**Excerto**
A rádio, também conhecida por “telegrafo sem fios”, foi inventada por Marconi em 1896, realizando-se a primeira experiência em 1901. A primeira emissão radiofónica regular teve lugar nos Estados Unidos em 1919 e em 1924 teve lugar a primeira emissão radiofónica regular em Portugal com a criação da “Rádio Lisboa”.


Em Torres Vedras, nesse mesmo ano,  um “um grupo de rapazes” tomou a iniciativa de fundar na “vila uma sociedade para a vulgarização da telefonia sem fios”(10).

“Uma casa de banho foi o primeiro estúdio onde se reuniram os mentores da inovação : Leonel Trindade, António Hipólito Júnior, Raul Rodrigues e António dos Santos” (11).

Esse grupo adquiriu um “moderníssimo aparelho destinado à recepção de concertos musicais transmitidos pelas estações inglesas, francesas, americanas, italianas, etc.” (12).

Criado apenas 4 anos depois da primeira emissão regular de rádio a nível mundial, os responsáveis por esta iniciativa tinham por objectivo a audição de emissoras estrangeiras, promovendo também  a audição pública e colectiva  de musica Jazz e Clássica que passava nessas rádios.

Criaram também uma “biblioteca onde os seus associados possam adquirir novos conhecimentos”.

“O tema fez furor em todos os centros de conversas dividindo opiniões entre crentes e cépticos e estabelecendo deste modo o contraponto de gerações. Os quatro mosqueteiros da rádio faziam ensaios de resultados animadores com o “aparelho rádio-telefónico” que seria inaugurado na tarde de um domingo de Junho de 1924 (…). Se os imensos curiosos que assistiram à experiência efectuada de um das janelas do Teatro-Cine esperavam ouvir o mundo desiludiram-se perante os gorjeios indistintos, postos no ar, que só tiveram melhoria adequada em Dezembro com a compra de um “aparelho moderníssimo [TSF] acompanhado de um Haute-Parleur” comprado em Lisboa nos Armazéns do Chiado. A partir deste momento o vibrante entusiamo de O Torrense ganhou corpo de esperança ao escrever que “em Torres Vedras vão pois ser ouvidos  concertos de jazz-band do Savoy Hotel de Londres” (13).

**Dados apresentados**

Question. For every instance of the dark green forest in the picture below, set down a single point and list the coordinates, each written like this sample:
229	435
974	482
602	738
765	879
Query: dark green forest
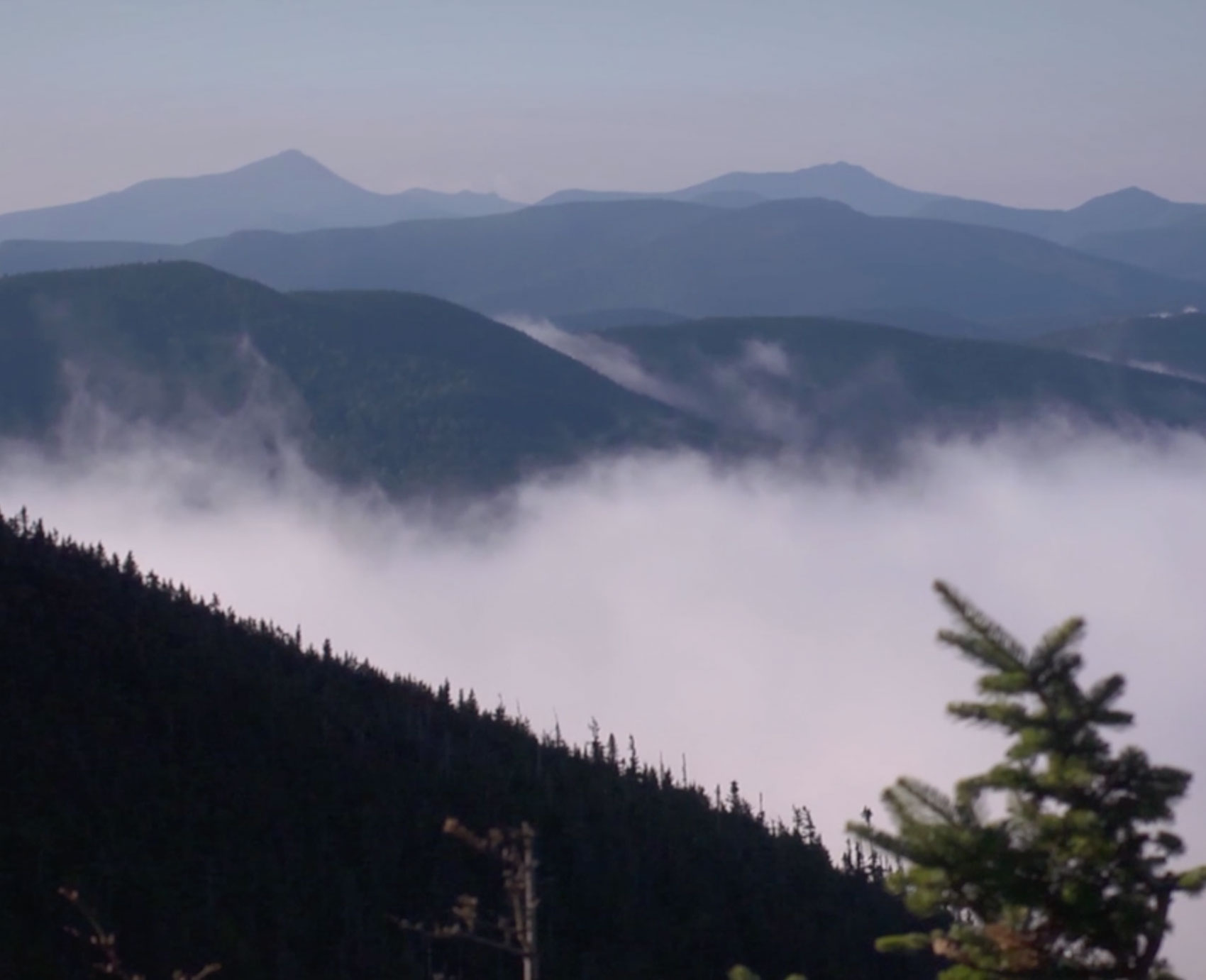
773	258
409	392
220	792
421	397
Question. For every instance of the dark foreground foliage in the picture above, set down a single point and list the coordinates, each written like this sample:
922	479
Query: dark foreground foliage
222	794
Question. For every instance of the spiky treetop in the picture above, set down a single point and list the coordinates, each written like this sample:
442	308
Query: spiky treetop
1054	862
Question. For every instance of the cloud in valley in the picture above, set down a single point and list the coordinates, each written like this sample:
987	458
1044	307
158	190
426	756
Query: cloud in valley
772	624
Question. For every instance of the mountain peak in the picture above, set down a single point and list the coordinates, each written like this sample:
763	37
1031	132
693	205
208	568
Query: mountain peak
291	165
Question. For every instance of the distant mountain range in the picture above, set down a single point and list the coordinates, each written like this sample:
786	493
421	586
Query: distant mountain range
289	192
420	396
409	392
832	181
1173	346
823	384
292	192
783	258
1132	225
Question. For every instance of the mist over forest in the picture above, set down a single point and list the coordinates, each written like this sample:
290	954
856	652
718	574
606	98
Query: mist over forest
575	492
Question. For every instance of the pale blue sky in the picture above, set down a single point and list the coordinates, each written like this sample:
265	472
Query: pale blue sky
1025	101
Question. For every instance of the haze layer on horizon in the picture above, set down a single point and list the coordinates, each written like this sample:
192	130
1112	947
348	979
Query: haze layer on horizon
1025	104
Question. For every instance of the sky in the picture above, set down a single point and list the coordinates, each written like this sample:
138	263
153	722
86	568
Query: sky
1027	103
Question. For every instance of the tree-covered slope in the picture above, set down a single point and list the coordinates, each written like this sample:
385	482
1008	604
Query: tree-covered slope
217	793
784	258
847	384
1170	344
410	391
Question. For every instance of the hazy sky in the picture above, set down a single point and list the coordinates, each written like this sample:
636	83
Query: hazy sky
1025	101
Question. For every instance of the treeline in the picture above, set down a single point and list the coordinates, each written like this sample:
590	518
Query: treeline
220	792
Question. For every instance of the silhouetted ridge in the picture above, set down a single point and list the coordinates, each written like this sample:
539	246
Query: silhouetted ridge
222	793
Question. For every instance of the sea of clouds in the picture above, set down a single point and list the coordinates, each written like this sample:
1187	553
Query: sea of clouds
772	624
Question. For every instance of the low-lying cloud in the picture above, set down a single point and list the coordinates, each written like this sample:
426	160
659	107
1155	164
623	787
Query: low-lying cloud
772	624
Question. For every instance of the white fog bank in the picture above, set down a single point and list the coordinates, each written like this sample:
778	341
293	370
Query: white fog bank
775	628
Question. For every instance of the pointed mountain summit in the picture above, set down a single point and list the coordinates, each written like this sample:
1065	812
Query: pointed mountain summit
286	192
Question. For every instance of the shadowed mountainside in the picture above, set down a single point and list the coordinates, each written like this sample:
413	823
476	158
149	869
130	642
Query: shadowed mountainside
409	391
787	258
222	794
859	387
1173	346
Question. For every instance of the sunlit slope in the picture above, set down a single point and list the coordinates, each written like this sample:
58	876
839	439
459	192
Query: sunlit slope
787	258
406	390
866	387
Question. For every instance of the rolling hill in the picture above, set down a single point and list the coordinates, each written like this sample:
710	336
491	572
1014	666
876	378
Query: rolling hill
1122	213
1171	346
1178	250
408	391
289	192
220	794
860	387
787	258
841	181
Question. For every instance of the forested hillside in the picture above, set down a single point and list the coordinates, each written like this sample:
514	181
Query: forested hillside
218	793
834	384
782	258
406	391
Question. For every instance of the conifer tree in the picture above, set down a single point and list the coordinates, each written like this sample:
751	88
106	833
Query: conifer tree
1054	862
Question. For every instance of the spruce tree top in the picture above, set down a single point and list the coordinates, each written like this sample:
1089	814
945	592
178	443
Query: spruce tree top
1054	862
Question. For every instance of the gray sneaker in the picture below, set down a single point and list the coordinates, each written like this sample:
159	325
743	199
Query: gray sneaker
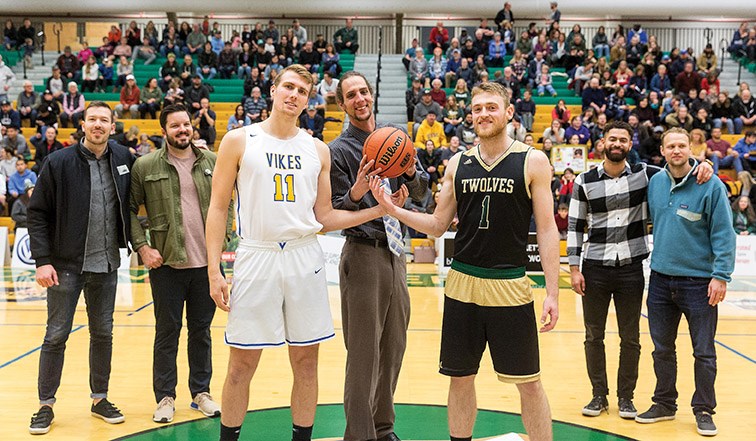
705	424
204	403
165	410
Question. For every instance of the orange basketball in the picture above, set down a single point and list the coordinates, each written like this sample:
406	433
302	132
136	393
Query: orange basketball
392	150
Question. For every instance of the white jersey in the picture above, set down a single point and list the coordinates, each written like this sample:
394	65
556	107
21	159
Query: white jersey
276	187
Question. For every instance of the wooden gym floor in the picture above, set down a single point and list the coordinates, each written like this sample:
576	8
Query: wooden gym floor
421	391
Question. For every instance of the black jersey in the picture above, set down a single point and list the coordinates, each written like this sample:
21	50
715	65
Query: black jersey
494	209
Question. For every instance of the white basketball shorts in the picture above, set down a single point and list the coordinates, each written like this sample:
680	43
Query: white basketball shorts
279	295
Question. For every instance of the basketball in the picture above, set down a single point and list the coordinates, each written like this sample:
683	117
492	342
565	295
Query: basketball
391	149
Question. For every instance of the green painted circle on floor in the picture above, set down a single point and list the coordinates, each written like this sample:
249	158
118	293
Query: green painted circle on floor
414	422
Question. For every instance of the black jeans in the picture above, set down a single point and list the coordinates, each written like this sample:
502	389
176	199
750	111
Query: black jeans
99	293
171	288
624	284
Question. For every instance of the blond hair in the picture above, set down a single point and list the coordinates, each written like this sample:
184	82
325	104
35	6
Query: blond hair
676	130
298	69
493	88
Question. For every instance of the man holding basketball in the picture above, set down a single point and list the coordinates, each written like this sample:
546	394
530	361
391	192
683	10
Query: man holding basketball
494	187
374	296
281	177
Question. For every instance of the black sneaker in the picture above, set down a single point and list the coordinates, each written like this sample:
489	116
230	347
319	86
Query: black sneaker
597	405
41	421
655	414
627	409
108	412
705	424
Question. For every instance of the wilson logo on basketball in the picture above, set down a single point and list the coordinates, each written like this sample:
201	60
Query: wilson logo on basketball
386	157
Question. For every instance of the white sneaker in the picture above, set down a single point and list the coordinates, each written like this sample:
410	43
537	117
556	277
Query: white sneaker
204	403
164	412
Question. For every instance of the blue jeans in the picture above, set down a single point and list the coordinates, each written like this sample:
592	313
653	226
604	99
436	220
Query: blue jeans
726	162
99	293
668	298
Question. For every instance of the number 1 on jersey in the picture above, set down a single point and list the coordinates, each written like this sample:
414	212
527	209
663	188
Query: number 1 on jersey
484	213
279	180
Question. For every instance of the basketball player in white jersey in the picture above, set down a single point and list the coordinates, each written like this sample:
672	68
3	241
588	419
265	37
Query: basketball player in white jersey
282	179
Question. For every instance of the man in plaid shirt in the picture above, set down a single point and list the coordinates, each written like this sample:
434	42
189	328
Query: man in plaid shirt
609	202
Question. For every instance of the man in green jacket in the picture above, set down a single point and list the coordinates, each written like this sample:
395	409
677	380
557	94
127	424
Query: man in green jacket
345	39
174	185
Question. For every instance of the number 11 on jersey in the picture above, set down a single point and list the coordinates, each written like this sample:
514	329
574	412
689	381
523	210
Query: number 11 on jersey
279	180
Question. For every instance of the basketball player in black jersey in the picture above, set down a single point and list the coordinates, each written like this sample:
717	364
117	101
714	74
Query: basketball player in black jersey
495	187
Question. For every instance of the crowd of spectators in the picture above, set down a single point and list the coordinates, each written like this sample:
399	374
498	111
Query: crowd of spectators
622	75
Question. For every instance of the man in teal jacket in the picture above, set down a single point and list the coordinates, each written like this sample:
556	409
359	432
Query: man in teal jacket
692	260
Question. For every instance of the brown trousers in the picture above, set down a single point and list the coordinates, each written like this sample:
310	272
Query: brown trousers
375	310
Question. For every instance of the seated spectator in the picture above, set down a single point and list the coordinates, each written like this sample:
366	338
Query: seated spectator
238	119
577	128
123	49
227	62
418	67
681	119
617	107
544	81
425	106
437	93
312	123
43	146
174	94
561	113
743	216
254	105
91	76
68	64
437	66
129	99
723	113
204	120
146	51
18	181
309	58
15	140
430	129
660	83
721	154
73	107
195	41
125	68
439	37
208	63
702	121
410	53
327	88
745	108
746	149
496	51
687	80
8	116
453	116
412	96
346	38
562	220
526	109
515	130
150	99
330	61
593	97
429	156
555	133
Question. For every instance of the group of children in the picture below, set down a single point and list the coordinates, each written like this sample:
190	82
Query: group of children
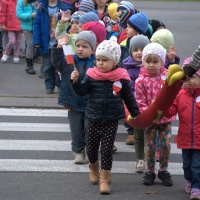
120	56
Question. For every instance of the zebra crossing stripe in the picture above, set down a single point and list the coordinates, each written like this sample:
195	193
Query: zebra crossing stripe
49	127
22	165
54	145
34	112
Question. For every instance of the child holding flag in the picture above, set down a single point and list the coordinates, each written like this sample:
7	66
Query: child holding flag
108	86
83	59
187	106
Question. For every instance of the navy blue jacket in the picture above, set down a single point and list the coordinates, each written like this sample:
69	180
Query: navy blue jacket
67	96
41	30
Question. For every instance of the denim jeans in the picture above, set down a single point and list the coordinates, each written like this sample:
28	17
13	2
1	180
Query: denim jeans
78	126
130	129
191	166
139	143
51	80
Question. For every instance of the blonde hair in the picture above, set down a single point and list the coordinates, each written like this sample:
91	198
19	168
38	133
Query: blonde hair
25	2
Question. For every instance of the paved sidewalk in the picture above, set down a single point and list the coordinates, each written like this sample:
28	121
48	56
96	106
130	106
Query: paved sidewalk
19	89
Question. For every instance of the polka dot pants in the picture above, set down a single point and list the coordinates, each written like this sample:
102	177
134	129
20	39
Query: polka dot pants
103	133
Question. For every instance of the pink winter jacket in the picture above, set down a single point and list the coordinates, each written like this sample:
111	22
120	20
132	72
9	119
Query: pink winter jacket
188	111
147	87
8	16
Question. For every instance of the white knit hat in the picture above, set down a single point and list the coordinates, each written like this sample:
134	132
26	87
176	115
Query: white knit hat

**Exercícios**
a. No excerto sobre a rádio em Torres Vedras, quem é apontado como inventor da rádio e em que ano?
b. Reescreva em forma de lista o parágrafo do excerto sobre a rádio em Torres Vedras que começa por "O tema fez furor", mantendo os factos principais.
c. Prossiga o excerto sobre a rádio em Torres Vedras a partir do ponto em que termina.

**Respostas**
a. Marconi, em 1896.

b.
- O tema gerou grande agitação nas conversas, dividindo crentes e céticos e opondo gerações.
- Os quatro "mosqueteiros da rádio" fizeram ensaios com resultados animadores com o aparelho rádio-telefónico.
- O aparelho seria inaugurado na tarde de um domingo de junho de 1924.
- Os curiosos que assistiram à experiência numa das janelas do Teatro-Cine desiludiram-se com os sons indistintos.
- A melhoria só chegou em dezembro, com a compra em Lisboa, nos Armazéns do Chiado, de um aparelho TSF moderníssimo com um Haute-Parleur.
- O Torrense escreveu então que em Torres Vedras se iriam ouvir concertos de jazz-band do Savoy Hotel de Londres.

c.
“O primeiro posto emissor-receptor do Rádio Club funcionou no prédio que, na Rua Dr. Aleixo Ferreira, fazia esquina para o Largo do Terreirinho”, mudando-se mais tarde a sede do clube para “o primeiro andar de um prédio (…) situado no Pátio do Capote, à Rua 1º de Dezembro” (14).

O “Rádio Club” durou cerca de uma ano, tendo-se dissolvido em 1925, integrando-se na Associação de Educação Física e Desportiva de Torres Vedras, fundada oficialmente em 9 de Abril de 1925 (15).

(anuncio da venda de "aparelhos de TSF" em Torres Vedras, num calendário de 1943)


Na década de 30, por volta de 1934, segundo registou-se “uma iniciativa populista que colocou nas principais praças da vila altifalantes (…) que difundiam “musica, conferências culturais, canto, teatro, etc.”. Proclamava o presidente da Câmara, Dr. Barros de Moura, que tal melhoramento pretendia “levar ao povo em geral ensinamentos de toda a espécie (…)”. Torres Vedras terá sido pioneira” neste tipo de iniciativa “que punha o pessoal a dançar ou a trautear cançonetas pelas esquinas (…).Relatos de futebol ainda não se escutavam mas estou convicto que o esquema serviu para ouvir alguma homília do cardeal Cerejeira ou discurso de Salazar” (16).

Em 1946 teve lugar uma efémera experiência de emissão de uma rádio local, uma iniciativa ensaiada por Alberto Veloso, emitindo em Onda Média.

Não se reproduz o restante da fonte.